## Start
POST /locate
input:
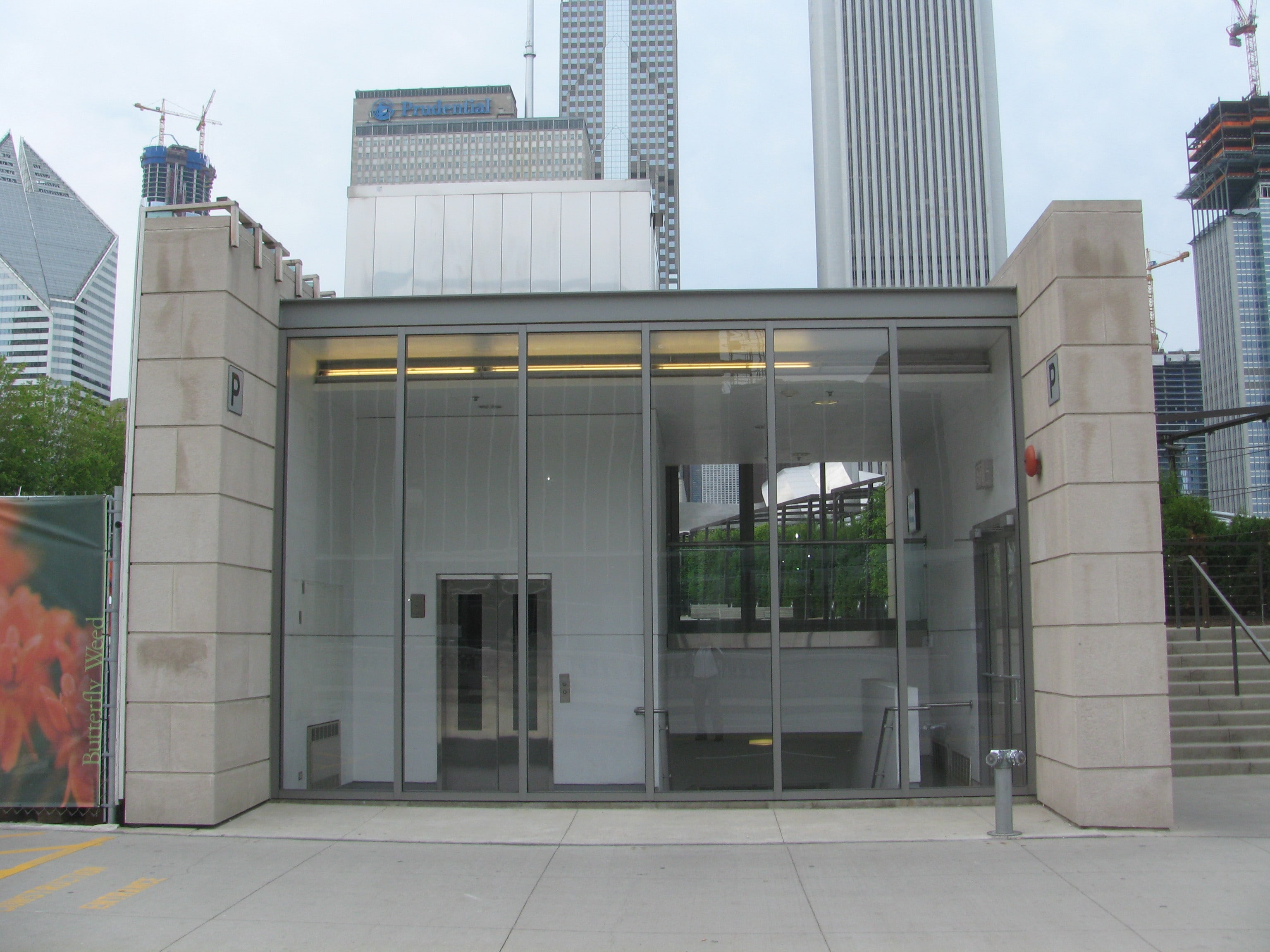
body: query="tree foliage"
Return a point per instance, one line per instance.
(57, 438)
## End
## Start
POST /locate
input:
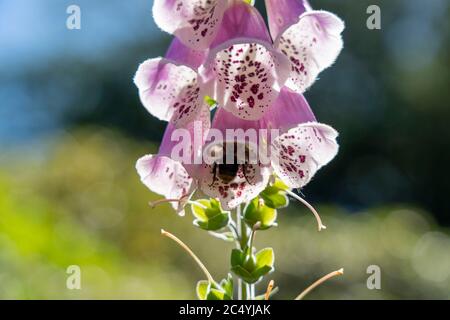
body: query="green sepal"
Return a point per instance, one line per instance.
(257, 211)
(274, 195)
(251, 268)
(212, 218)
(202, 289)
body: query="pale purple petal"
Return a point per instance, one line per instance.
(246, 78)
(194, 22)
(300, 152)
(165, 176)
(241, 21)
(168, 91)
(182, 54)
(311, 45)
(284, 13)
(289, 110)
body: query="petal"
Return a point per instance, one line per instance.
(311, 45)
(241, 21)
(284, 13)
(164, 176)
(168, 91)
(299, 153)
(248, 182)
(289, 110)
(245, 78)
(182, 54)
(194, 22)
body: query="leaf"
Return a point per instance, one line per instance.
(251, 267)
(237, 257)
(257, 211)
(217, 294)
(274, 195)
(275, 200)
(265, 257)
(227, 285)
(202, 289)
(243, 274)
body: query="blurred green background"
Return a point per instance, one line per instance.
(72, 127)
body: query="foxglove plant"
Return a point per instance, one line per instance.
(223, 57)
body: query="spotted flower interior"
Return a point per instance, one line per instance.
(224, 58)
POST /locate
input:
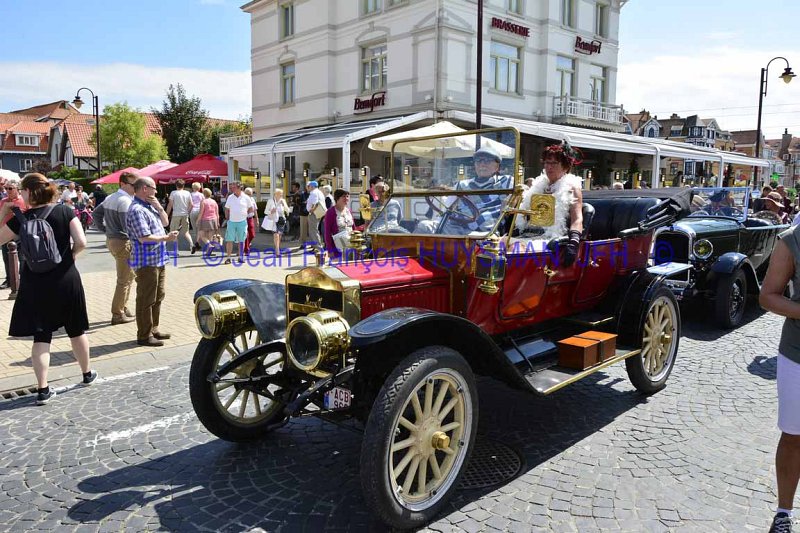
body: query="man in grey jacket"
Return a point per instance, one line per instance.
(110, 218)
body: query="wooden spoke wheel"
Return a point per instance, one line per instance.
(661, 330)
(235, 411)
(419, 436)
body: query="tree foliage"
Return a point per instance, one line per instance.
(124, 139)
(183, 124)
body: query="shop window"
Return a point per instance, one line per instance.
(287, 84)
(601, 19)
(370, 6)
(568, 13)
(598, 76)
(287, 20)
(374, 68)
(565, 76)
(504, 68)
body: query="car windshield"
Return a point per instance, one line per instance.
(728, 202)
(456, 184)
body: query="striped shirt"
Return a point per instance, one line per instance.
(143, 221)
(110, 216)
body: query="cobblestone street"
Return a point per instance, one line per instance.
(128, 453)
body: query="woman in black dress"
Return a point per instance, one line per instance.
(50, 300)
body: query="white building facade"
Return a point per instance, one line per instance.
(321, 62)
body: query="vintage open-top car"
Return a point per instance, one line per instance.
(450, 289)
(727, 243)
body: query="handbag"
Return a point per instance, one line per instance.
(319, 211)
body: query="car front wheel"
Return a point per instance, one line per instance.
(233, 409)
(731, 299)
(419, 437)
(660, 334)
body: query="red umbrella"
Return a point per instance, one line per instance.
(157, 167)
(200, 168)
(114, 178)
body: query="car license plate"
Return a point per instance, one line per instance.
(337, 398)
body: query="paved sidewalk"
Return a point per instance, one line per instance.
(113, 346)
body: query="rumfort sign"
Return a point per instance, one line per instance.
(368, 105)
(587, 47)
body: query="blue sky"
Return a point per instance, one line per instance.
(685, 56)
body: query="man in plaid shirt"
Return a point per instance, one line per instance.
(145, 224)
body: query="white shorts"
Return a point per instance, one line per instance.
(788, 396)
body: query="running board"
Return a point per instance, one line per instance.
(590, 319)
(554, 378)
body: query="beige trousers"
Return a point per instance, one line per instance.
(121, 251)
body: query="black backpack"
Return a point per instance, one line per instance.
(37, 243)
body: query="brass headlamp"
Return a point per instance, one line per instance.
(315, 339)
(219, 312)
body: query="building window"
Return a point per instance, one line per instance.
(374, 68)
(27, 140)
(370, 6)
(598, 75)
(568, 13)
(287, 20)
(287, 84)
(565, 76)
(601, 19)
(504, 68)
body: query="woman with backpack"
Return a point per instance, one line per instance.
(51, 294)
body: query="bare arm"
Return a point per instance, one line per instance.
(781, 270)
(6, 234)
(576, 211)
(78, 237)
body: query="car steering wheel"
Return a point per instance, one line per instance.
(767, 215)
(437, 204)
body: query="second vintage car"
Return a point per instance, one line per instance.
## End
## Start
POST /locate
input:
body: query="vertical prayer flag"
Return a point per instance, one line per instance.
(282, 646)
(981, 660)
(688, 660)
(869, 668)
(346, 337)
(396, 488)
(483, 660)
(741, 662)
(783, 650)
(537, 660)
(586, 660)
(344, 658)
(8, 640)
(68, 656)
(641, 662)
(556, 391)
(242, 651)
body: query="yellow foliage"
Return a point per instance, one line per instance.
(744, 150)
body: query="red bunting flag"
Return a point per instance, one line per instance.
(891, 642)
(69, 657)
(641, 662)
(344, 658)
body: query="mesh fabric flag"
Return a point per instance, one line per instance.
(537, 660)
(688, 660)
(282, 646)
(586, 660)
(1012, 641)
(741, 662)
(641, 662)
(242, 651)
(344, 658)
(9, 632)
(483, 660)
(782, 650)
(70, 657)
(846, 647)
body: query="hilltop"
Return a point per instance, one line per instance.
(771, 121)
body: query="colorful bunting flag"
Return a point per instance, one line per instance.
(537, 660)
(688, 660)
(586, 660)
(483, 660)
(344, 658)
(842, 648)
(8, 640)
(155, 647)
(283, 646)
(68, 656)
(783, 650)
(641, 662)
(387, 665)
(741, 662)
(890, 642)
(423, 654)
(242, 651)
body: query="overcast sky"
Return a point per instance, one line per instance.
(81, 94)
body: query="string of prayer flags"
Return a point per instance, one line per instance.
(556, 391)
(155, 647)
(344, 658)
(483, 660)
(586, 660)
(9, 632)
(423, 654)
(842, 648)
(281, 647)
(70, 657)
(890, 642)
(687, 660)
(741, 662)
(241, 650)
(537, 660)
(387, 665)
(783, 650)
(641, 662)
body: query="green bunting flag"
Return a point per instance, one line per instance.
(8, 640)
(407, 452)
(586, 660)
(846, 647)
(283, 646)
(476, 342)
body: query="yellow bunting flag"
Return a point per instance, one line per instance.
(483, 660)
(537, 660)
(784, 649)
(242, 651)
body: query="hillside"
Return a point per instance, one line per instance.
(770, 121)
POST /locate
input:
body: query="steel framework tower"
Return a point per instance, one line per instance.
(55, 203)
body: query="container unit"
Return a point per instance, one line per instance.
## End
## Written exercise
How many lines of the entries contain the string "bunting", with case taken into account? Reply with the number alone.

## Solution to this exercise
4